'''
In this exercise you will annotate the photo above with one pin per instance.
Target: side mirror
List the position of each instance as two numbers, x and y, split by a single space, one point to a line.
'''
'''
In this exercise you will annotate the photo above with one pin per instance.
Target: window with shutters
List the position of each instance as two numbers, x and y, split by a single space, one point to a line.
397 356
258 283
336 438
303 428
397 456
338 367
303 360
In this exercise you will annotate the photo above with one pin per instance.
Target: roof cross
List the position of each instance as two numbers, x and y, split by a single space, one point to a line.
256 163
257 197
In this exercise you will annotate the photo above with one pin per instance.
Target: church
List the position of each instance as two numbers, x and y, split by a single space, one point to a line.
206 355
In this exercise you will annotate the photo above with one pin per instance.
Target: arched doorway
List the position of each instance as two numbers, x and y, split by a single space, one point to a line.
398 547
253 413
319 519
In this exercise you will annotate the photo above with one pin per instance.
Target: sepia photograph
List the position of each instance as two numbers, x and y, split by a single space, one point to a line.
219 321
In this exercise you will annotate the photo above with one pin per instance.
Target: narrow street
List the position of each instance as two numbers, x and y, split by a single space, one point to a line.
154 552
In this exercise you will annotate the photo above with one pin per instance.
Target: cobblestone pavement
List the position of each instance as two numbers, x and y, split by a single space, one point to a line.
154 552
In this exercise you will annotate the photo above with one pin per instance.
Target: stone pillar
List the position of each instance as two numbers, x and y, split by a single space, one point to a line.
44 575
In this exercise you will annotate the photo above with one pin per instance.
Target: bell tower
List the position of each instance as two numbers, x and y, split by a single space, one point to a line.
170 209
'''
### Problem to solve
Locate each line in the records above that includes the string "Target", and copy those lines out in order.

### Exercise result
Target: side mirror
Target: window with shutters
Target: roof cross
Target: church
Target: arched doorway
Target: sepia photograph
Target: narrow street
Target: cobblestone pavement
Target: stone pillar
Target: bell tower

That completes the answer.